Passage for review
——————

The start of the 2023 season carried mixed emotions for students returning to the Manoa campus in Honolulu. The tragic wildfires on Maui still weighed heavily on everyone’s hearts. The University sponsored a “Maui Strong” fundraising campaign, including selling white t-shirts to raise much needed relief money. Before the game, fans reflected on the tremendous loss with a pregame prayer (pule) by Kahu Hailama Farden, who was accompanied by Hawaii Governor Josh Green and wife Jaime, UH President David Lassner, UH Athletics Director Craig Angelos and wife Kristin, UH Associate Athletics Director Lois Manin, Monsignor Gary Secor, Reverend Eric Matsumoto and Reverend Paul Nahoa Lucas.


Top Left: “Maui Strong” shirts were sold on campus to support wildfire relief efforts. Top Right: Fans were encouraged to dress in white for the football and volleyball games to show support and school spirit. Bottom Left: Pregame prayer (pule) for Maui. Bottom Right: The fundraising efforts continued at the volleyball games on campus.


The Rainbow Warrior football experience is infused with various traditions that highlight Hawaiian culture. For example, former Rainbow Warrior star quarterback, and current head coach, Timmy Chang brought tī leaves to the Ching Athletic Complex as part of a ceremony to ward off evil and cleanse their football home. Similarly, fans throughout the stadium could be seen waiving tī leaves in a vain attempt to fight off the Stanford Cardinal offense and the evils of costly turnovers. Another local tradition precedes each sporting contest with the singing of the Hawaii Pono’i state anthem. The Pono’i translates to “Hawaii’s Own” and has been an anthem for the region since before it was annexed by the United States in 1898. Unfortunately, pesky referees have wiped out another traditional pregame ritual. Prior to 2023, the players would do a “ha’a” warrior dance before games in a form of intimidation towards their opponents. Due to the threat of penalty flag for delay of game, this tradition has ceased.

——————

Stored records
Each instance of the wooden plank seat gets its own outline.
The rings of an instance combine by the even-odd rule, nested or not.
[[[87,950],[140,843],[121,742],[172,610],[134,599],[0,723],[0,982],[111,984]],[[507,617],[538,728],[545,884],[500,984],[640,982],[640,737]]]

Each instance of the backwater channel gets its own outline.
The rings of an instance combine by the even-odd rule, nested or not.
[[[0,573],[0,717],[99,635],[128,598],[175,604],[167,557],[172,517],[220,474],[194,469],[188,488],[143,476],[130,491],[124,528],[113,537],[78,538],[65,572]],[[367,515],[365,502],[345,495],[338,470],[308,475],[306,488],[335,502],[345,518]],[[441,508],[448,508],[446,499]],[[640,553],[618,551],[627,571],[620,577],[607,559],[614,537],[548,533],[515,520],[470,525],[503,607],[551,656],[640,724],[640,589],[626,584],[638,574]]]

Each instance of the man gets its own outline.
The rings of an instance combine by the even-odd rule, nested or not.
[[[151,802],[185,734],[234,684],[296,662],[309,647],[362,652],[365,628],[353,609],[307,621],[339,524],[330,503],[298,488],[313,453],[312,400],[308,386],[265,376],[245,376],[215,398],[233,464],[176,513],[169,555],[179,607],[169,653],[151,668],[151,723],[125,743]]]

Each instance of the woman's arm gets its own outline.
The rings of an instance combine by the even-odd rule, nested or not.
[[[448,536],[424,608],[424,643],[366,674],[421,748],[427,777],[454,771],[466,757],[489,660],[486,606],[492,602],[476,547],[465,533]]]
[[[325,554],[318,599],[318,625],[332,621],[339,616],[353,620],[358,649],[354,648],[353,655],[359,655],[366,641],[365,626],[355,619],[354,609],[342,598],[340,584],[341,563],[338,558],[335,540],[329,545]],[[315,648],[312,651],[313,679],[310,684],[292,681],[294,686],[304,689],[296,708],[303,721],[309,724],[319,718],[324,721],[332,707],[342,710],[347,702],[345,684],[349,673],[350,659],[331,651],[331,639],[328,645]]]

——————

Task set
[a] In the passage on the University of Hawaii's 2023 football season, what led to the end of the players' pregame "ha'a" dance?
[b] Extend the passage on the University of Hawaii's 2023 football season, picking up after its last sentence.

Results
[a] The threat of a penalty flag for delay of game.

[b]
Left: Many UH fans brought tī leaves to ward off their football enemies. Middle: The Hawaii Pono’i is sung before each contest. Right: The UH Rainbow Warriors perform their ha’a before a 2022 game. Photo courtesy of the University of Hawaii Athletics Department.


Although not quite the same as the ha’a warrior dance, the captains of the Rainbow Warriors took the field with a new tradition for 2023. Entertainers from the Tihati Productions dressed in traditional Polynesian clothes and a helped rev up the fans before the game with a display of light torches, chants and traditional music. The intense ceremony was unlike any other team entrance in college football. The intensity soon turned to a party-like surfing scene as the team strode across the field to the catcy theme from the television show “Hawaii Five-0.” Given that many of the Rainbow Warriors wore football pants that were more like football shorts, the song felt particularly appropriate.


Captains of the UH football team were joined by entertainers in Polynesian clothes as they took the field at Ching Athletic Complex.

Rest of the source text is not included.